=== What this task involves ===
Images in the records should be skipped while the rest is transcribed verbatim.

=== Input ===
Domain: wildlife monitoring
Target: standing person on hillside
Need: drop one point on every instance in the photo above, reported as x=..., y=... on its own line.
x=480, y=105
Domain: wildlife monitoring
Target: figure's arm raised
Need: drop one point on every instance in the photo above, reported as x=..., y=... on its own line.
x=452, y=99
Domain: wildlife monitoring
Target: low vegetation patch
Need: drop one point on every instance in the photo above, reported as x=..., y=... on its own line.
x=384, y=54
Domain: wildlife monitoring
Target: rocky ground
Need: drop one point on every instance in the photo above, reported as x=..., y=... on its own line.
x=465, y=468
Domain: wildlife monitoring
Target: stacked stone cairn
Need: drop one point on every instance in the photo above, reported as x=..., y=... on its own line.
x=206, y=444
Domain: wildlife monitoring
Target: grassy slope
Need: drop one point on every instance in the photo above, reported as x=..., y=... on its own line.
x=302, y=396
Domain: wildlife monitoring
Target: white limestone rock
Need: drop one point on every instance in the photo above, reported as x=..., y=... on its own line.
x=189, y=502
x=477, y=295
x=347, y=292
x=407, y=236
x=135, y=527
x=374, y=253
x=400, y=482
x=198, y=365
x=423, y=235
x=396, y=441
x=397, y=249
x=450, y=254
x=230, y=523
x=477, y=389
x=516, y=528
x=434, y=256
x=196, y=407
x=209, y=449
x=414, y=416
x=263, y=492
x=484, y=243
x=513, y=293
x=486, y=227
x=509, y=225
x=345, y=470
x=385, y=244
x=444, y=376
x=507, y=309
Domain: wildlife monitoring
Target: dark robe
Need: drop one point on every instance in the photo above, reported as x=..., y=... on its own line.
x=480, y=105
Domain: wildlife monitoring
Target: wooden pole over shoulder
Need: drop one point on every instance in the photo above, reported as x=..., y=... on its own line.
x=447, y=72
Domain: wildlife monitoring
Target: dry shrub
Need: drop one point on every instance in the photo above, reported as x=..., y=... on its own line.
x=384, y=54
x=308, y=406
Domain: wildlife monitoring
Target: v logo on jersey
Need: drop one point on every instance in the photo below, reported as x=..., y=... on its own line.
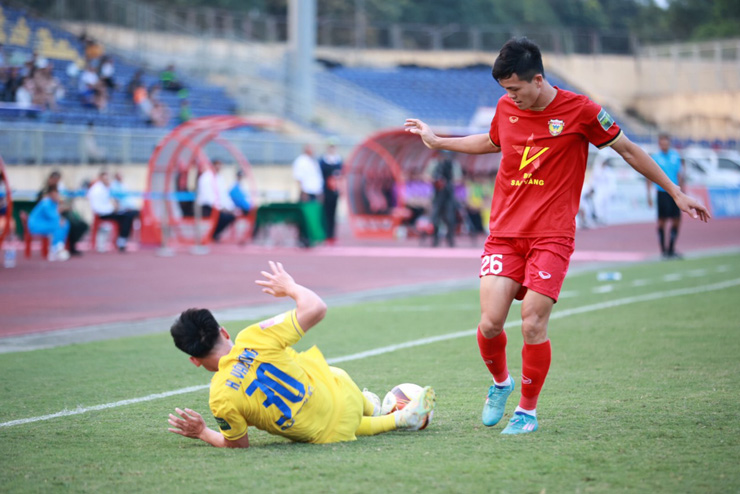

=== Solution to this exercise ===
Domain: wildlife monitoring
Target: standing person on hillside
Need: drop one point on every instance in the photo above, reported as x=..., y=... on its own line.
x=480, y=105
Domain: wildlife monitoring
Target: figure's arm raised
Need: drop one point on every instance in the photo above, reported as x=..., y=... on its own line.
x=452, y=99
Domain: wildlife monitoring
Target: low vegetation patch
Need: drop one point on every instance in the photo above, reported as x=..., y=... on its own line.
x=384, y=54
Domain: wildlife monitoring
Target: rocky ground
Need: drop one point on every instance in the photo above, reported as x=..., y=... on its own line.
x=465, y=468
Domain: wildlife monitoring
Target: stacked stone cairn
Need: drop one point on every instance in the photo above, reported as x=..., y=... on its own line.
x=206, y=444
Domain: wildlife monitoring
Target: grassy slope
Need: drop one point on every instance in the photo above, reported as x=..., y=... on its own line.
x=302, y=396
Domain: wildlife monitoring
Target: white limestone rock
Need: drop one point on every instance in the photo above, reported as x=..., y=... on its own line.
x=189, y=502
x=477, y=295
x=347, y=292
x=407, y=236
x=135, y=527
x=374, y=253
x=400, y=482
x=198, y=365
x=423, y=235
x=396, y=441
x=397, y=249
x=450, y=254
x=230, y=523
x=477, y=389
x=516, y=528
x=434, y=256
x=196, y=407
x=209, y=449
x=414, y=416
x=263, y=492
x=484, y=243
x=513, y=293
x=486, y=227
x=509, y=225
x=345, y=470
x=385, y=244
x=444, y=376
x=507, y=309
Domain: wildlife monitoring
Target: dark robe
Need: drop one point on every instance in the photo above, reported as x=..., y=... on its own line.
x=480, y=105
Domain: wildlife monitoring
Target: wooden pole over shoulder
Need: drop one point on every instance in the photo above, reported as x=..., y=... on its own line.
x=447, y=72
Domain: wildlife monitoring
Target: dry shrub
Need: drop one point on every instance in the photo above, reported as x=..., y=... on its own line.
x=384, y=54
x=308, y=406
Domain: wildlife monitoring
Target: v logo on jersey
Need: drop one point on every instance in the photo below, reported as x=..., y=... on its own line.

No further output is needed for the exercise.